**Stored data entries:**
- Opening Delimiter -
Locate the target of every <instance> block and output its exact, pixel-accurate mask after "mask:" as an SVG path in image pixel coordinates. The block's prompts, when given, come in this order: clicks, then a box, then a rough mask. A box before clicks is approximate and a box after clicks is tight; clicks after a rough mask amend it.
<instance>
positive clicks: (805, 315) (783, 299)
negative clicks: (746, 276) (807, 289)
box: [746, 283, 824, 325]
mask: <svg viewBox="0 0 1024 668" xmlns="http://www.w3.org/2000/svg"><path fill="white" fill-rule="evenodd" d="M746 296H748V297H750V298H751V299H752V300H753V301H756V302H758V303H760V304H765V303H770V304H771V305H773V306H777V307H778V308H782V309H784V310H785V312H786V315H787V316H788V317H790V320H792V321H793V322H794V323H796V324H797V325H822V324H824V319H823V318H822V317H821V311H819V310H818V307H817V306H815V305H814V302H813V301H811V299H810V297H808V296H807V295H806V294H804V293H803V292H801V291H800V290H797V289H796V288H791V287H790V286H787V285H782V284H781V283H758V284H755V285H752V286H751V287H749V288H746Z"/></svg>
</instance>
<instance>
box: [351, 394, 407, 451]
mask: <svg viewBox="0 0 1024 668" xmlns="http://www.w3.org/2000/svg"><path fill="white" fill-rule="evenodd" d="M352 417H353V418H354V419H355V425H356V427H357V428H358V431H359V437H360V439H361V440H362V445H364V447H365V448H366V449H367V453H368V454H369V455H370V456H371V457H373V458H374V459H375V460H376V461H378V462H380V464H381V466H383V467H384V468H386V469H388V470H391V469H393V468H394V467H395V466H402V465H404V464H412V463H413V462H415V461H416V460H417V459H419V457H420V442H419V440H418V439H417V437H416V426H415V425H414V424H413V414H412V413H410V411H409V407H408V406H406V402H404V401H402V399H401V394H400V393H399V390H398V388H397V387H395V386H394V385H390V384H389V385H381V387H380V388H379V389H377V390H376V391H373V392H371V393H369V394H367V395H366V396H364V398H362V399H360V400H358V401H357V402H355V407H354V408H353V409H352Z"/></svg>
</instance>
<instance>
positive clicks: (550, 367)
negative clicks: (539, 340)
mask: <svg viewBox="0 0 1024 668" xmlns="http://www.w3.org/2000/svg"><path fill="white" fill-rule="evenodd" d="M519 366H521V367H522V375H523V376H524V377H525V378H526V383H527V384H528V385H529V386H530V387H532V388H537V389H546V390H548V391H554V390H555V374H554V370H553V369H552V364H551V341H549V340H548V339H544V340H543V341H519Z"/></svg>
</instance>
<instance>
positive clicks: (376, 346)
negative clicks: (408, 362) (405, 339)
- Closing Delimiter -
Look through the data above. Each line containing the word "positive" needs to be copied.

**REPLY:**
positive clicks: (805, 315) (783, 299)
positive clicks: (550, 367)
positive clicks: (376, 346)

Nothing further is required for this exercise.